Look through the entries below and count the lines with "sleeve" in them; the reply is the number alone.

[Natural-language object grounding data]
[Start of Attachment]
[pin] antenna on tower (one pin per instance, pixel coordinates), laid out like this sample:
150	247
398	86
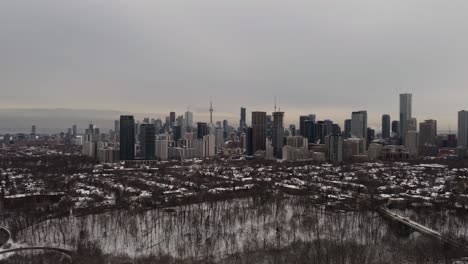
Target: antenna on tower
211	111
275	103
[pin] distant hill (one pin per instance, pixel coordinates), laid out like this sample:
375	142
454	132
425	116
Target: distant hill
55	120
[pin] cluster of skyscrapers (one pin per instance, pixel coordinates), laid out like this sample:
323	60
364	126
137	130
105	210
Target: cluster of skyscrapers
267	137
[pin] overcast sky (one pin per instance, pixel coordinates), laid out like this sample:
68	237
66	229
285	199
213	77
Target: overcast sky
317	56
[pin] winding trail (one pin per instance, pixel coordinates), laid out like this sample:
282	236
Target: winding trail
5	236
66	253
422	229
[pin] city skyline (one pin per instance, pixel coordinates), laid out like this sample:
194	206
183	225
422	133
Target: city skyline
150	62
106	121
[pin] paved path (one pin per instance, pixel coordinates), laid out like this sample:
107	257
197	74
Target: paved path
4	236
422	229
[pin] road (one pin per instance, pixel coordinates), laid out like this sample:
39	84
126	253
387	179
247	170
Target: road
422	229
4	236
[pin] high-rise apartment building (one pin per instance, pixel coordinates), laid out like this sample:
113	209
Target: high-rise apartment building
334	145
405	115
396	127
278	134
386	126
243	121
428	133
463	129
259	131
127	137
148	140
302	120
347	131
188	119
359	124
202	130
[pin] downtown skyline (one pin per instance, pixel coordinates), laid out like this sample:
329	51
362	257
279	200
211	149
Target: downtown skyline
316	57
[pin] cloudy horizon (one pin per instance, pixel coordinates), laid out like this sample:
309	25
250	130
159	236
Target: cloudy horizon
327	58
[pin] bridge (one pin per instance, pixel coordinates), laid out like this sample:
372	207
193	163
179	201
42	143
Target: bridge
422	229
4	236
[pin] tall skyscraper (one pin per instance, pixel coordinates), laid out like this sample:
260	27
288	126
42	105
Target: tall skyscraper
359	124
242	123
269	127
334	144
385	126
463	129
370	134
405	115
259	131
189	120
211	112
177	134
347	132
412	142
74	131
127	137
278	134
202	130
428	133
396	127
310	131
172	118
148	141
292	129
302	120
249	142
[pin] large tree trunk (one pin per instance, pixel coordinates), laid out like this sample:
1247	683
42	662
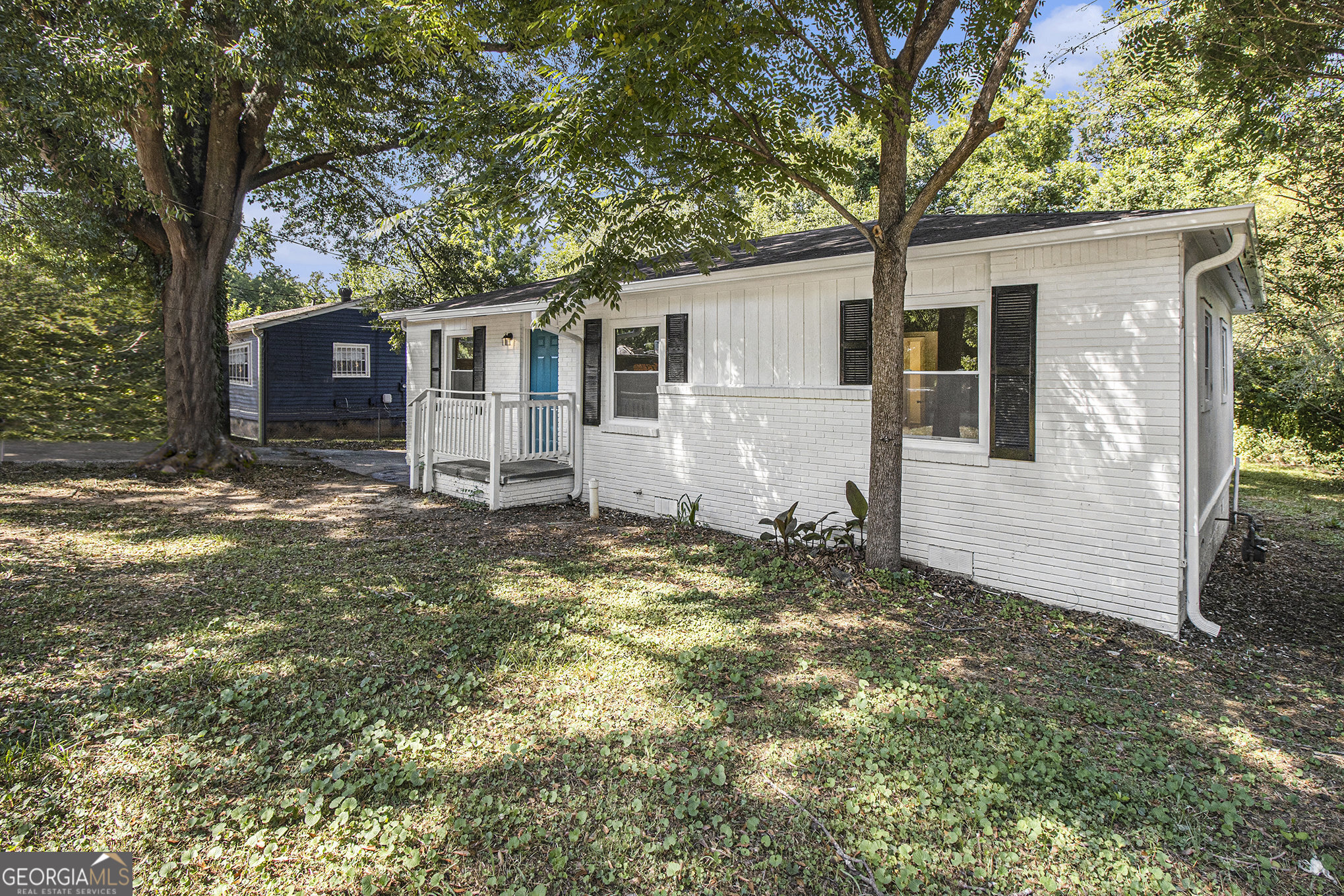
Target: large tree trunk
889	406
197	436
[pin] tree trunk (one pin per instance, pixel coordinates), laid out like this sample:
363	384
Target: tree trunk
193	371
889	406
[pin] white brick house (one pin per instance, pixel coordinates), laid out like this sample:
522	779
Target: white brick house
1070	417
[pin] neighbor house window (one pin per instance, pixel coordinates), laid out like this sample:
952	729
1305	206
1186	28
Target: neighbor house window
350	359
638	373
1227	361
942	374
239	365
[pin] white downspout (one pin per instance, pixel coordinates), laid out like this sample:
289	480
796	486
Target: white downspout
1191	425
577	442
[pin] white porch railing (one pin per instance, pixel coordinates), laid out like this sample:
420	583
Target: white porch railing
497	427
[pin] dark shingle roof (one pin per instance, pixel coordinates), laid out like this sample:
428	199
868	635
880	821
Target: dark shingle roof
831	242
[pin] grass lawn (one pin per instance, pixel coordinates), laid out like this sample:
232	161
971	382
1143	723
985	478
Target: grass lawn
292	680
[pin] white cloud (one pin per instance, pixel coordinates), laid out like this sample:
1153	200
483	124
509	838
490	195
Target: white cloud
1069	41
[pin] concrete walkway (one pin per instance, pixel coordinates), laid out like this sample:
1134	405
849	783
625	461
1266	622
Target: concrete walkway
384	465
116	453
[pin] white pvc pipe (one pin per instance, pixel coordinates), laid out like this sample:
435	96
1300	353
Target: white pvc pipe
577	423
1190	469
1237	488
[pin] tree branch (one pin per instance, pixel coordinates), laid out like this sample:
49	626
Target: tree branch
924	37
152	160
872	31
823	59
765	152
977	125
316	160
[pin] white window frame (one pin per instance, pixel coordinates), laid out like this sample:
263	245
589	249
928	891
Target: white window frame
246	348
1226	330
981	304
632	323
365	348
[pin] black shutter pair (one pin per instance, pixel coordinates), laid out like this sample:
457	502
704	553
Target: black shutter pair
1012	376
477	359
678	330
436	359
857	343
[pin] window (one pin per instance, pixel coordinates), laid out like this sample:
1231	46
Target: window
462	369
350	361
1227	361
1207	348
239	365
638	373
942	374
436	359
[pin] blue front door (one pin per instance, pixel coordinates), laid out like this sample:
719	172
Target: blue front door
545	383
546	362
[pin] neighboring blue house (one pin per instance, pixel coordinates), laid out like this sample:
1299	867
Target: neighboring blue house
316	371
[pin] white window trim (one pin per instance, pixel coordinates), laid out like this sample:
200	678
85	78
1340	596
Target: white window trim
1226	348
625	425
246	348
369	362
929	444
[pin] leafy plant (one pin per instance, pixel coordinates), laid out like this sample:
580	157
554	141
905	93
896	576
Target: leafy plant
784	528
687	510
859	507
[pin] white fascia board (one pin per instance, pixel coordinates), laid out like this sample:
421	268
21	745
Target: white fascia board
1174	222
253	324
421	316
1169	224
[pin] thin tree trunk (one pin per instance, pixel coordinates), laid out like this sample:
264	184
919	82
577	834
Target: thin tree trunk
193	373
889	407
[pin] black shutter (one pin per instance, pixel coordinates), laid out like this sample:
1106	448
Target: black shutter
857	343
679	334
477	359
436	359
592	373
1012	386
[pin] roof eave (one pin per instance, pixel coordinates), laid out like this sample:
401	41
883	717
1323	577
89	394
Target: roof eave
260	321
1148	225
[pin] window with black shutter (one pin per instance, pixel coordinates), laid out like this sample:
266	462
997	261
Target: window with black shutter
1012	391
477	359
678	349
592	373
436	359
857	343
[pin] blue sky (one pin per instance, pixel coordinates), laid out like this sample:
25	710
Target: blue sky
1059	26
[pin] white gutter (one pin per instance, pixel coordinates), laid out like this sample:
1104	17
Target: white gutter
1191	510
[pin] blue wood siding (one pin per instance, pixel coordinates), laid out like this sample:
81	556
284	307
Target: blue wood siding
242	400
299	370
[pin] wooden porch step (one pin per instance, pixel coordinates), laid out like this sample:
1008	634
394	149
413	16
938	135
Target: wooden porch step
512	472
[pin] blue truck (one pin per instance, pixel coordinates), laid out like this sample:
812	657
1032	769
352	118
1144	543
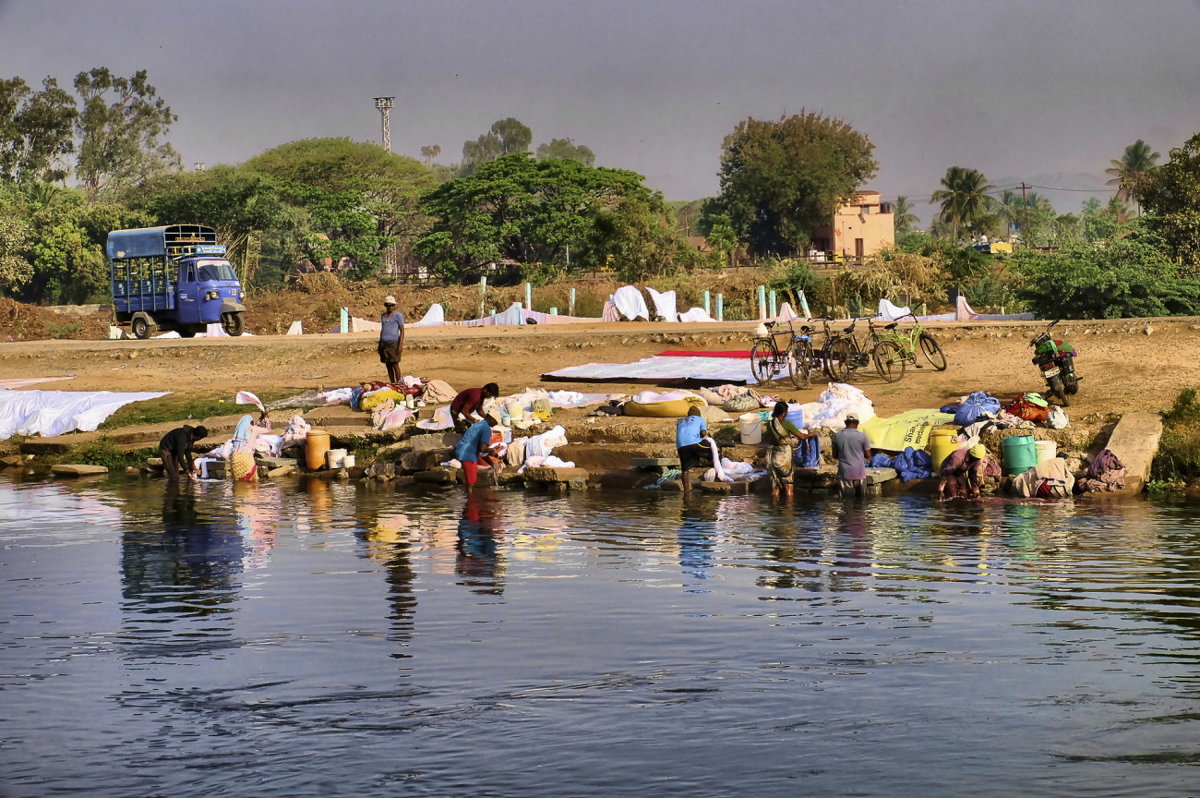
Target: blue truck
173	277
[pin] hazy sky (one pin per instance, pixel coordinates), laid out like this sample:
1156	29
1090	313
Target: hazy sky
1038	90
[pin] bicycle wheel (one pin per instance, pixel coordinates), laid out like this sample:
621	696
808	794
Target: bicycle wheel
839	357
889	360
762	361
933	352
801	363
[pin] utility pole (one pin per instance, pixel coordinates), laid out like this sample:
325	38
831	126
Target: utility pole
385	105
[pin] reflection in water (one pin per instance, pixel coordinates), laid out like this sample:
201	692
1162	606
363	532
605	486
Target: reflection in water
479	531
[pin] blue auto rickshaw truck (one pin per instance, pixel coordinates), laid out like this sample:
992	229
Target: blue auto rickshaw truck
173	277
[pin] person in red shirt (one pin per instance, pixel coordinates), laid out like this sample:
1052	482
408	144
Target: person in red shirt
471	401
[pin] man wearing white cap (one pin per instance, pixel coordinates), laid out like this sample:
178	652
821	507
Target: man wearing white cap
391	337
852	450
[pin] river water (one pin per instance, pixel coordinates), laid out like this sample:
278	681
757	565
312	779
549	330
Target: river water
343	640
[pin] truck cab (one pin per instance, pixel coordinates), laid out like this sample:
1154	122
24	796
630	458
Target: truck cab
173	277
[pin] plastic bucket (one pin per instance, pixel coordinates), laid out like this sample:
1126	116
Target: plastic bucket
335	459
942	443
751	429
316	444
1018	454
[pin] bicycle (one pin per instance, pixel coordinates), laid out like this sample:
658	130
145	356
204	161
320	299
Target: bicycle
767	360
845	354
895	349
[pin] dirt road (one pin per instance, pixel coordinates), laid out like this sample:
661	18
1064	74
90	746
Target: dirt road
1128	364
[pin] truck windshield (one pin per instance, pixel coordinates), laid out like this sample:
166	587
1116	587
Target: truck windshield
215	271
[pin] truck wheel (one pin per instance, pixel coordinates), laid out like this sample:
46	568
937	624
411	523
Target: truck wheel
139	328
231	323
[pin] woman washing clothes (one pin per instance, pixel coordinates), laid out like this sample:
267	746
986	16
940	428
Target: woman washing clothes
781	451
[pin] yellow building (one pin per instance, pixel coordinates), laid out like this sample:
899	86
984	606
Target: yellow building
859	228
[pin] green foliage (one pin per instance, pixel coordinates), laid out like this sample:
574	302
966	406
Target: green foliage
532	211
119	125
564	148
783	179
1171	193
1128	277
966	207
36	131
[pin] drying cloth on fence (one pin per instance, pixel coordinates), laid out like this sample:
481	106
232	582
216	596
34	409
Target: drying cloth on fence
433	317
973	406
664	304
54	413
891	312
909	429
696	315
660	371
628	300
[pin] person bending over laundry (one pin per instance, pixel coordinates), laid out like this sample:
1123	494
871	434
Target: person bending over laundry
474	445
391	337
471	403
964	472
175	450
852	450
690	432
781	454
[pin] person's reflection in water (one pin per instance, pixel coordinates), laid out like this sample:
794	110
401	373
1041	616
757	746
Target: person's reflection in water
478	559
695	535
185	575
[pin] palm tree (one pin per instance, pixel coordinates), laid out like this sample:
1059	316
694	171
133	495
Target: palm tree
965	201
1131	171
903	215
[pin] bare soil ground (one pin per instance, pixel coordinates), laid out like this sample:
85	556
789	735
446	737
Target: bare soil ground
1128	364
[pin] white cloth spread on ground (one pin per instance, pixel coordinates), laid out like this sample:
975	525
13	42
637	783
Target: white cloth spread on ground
630	303
54	413
664	304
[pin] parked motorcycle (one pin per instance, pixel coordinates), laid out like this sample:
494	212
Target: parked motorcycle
1056	361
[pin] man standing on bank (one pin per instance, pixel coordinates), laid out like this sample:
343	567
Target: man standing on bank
852	450
391	337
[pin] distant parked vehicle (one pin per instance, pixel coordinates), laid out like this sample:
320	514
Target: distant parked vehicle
173	277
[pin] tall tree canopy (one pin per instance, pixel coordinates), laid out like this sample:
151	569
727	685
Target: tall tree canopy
1131	171
1171	193
781	179
964	198
535	211
36	131
361	198
120	127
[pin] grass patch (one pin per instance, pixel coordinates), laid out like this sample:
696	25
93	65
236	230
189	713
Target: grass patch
1179	451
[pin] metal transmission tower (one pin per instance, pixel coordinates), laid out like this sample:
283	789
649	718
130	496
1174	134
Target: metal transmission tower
385	105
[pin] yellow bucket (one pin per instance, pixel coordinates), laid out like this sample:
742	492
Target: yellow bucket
316	444
942	443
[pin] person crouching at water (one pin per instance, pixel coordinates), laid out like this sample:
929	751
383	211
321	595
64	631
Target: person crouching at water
852	450
391	337
964	473
473	447
690	433
471	403
781	454
175	450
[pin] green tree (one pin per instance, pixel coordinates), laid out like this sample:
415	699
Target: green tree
904	216
361	199
1129	172
567	149
781	179
1171	193
505	137
965	202
533	211
36	131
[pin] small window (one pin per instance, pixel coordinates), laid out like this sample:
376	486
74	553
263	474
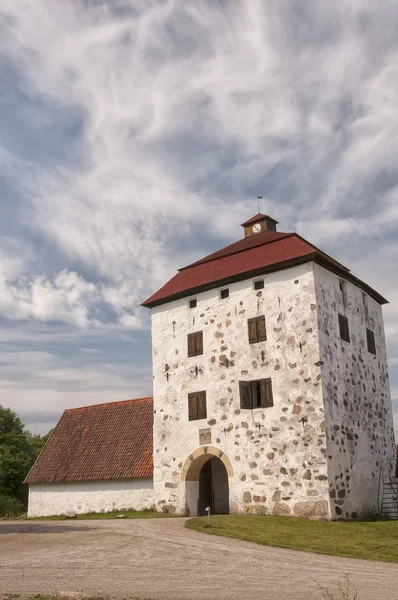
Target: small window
257	330
195	343
365	306
344	328
343	289
197	408
256	394
370	338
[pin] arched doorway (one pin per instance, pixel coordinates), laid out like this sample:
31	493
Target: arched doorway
206	473
213	488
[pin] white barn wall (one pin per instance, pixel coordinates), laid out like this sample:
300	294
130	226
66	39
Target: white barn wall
89	497
356	389
279	461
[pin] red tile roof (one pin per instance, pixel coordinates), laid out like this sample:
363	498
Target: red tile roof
254	255
100	442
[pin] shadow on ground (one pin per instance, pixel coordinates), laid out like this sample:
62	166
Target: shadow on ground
39	528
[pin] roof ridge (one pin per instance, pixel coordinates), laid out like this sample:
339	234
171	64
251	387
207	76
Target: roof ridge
112	402
282	236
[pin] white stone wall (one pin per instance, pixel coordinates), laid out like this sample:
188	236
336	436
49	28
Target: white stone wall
89	497
359	422
279	459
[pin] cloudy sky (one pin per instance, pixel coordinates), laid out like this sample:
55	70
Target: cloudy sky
135	137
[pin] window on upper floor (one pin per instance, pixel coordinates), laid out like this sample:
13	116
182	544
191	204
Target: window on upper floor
370	339
344	328
197	408
365	306
256	394
195	343
257	330
343	289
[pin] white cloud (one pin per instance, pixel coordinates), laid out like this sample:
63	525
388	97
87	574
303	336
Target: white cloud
184	113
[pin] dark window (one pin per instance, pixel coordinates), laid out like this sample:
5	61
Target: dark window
195	343
343	289
197	406
370	338
256	394
344	328
257	330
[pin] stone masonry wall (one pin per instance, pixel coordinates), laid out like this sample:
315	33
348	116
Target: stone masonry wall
359	422
278	454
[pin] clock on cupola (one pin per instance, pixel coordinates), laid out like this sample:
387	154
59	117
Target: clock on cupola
258	224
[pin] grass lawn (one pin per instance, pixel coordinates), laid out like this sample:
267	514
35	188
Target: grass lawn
371	540
128	514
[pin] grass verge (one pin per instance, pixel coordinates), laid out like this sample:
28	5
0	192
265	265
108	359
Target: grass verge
373	540
128	514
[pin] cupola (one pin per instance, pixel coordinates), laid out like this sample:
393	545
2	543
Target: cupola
258	224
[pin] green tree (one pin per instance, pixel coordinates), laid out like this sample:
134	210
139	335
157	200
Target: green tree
18	451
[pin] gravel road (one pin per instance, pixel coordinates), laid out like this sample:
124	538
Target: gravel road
158	558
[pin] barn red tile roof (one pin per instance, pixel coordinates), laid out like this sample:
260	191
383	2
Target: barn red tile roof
100	442
257	254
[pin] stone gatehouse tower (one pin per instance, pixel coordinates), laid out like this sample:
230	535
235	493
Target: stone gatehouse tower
271	389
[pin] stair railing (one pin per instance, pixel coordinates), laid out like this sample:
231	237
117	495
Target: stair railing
388	471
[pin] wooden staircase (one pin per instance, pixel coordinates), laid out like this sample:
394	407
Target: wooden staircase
389	503
388	489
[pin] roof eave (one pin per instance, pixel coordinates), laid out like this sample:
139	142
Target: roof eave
231	279
323	262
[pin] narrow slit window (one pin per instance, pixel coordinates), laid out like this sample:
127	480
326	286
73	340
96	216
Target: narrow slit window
197	406
256	394
195	344
257	330
343	289
365	306
370	338
344	328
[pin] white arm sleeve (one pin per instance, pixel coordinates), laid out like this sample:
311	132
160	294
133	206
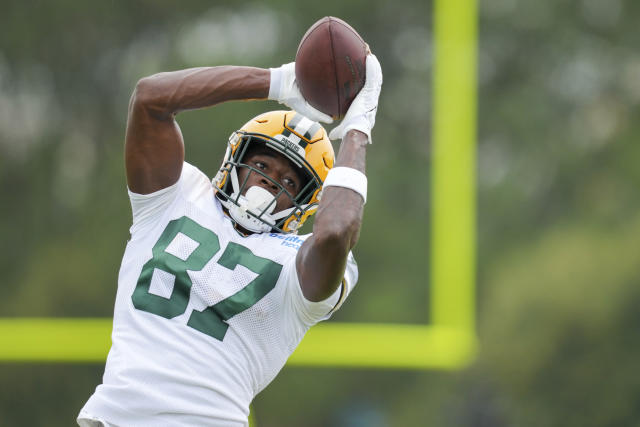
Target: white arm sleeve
[End of Attachment]
Your response: 2